▸ PROBLEMS AND TASKS:
• a. In the integration exam question, what value is given for the integral of f(x) from 0 to 2?
• b. Please continue the integration exam question page from the point where it stops.

▸ SOURCE PASSAGE:
18M.1.AHL.TZ1.H_4

pestleMathematicsAIHLPaper 118M· ahl-5-11-indefinite-integration-reverse-chain-by-substitutionsource ↗

Given that $\int_{ - 2}^2 {f\left( x \right){\text{d}}x = 10}$ and $\int_0^2 {f\left( x \right){\text{d}}x = 12}$ , find

$\int_{ - 2}^0 {\left( {f\left( x \right){\text{ + 2}}} \right){\text{d}}x}$ .

[4]

$\int_{ - 2}^0 {f\left( {x{\text{ + 2}}} \right){\text{d}}x}$ .

[2]

Markscheme / solution

* This question is from an exam for a previous syllabus, and may contain minor differences in marking or structure.

(Pointing dataset excerpts)
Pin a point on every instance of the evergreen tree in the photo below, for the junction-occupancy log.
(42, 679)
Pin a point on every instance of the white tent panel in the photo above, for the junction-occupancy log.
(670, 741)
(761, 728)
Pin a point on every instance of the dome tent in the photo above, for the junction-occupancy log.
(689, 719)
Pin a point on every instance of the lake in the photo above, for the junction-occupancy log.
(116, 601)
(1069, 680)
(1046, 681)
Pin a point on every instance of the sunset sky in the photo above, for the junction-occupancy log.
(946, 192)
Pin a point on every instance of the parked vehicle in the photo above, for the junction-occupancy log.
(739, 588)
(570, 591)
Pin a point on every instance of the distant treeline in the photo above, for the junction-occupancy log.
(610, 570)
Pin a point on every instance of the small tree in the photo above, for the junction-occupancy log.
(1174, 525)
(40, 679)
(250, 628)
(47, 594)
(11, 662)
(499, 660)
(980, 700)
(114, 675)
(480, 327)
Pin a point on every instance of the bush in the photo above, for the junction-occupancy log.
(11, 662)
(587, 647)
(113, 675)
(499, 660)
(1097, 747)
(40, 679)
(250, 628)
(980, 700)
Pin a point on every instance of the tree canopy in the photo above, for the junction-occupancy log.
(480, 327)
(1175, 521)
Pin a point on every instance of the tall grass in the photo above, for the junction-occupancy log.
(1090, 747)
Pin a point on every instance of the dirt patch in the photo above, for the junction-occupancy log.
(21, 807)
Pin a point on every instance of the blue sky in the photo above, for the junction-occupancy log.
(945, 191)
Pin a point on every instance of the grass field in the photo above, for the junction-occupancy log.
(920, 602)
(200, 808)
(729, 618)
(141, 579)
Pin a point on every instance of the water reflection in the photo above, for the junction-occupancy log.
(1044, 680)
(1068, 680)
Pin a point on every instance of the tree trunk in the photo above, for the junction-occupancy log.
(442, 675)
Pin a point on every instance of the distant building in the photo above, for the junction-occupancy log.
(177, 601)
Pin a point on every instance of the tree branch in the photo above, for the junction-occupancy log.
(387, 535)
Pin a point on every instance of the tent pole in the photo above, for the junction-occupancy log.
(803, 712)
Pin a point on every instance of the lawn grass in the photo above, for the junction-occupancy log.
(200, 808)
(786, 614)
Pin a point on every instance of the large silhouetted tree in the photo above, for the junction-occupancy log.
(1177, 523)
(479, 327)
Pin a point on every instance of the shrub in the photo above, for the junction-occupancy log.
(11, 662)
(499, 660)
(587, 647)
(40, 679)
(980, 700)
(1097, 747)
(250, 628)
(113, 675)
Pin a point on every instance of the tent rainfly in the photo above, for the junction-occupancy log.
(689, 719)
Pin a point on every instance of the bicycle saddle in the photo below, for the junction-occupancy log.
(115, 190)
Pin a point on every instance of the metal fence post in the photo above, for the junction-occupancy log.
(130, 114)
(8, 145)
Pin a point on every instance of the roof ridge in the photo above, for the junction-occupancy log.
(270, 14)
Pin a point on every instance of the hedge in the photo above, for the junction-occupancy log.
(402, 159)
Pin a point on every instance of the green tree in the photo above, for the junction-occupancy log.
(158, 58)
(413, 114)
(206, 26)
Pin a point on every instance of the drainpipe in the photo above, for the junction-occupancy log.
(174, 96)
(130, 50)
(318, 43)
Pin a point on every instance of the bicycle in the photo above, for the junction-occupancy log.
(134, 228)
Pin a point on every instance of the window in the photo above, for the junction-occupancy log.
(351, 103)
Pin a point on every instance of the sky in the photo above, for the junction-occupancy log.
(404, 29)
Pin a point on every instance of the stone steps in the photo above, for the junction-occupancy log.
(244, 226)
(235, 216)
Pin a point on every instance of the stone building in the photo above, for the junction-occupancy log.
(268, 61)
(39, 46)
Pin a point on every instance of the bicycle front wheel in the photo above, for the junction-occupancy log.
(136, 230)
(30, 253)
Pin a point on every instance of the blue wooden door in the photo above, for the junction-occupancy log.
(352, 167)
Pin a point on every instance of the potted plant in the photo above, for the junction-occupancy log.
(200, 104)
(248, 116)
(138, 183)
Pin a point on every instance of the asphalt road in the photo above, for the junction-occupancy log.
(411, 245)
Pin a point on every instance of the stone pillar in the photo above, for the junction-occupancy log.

▸ RESULTS IN ORDER:
• a. 12

• b.
$\int_{ - 2}^0 {f\left( x \right){\text{d}}x = 10} - 12 = - 2$ (M1)(A1)

$\int_{ - 2}^0 {2{\text{d}}x = \left[ {2x} \right]} _{ - 2}^0 = 4$ A1

$\int_{ - 2}^0 {\left( {f\left( x \right){\text{ + 2}}} \right){\text{d}}x} = 2$ A1

[4 marks]

$\int_{ - 2}^0 {f\left( {x{\text{ + 2}}} \right){\text{d}}x} = \int_0^2 {f\left( x \right){\text{d}}x}$ (M1)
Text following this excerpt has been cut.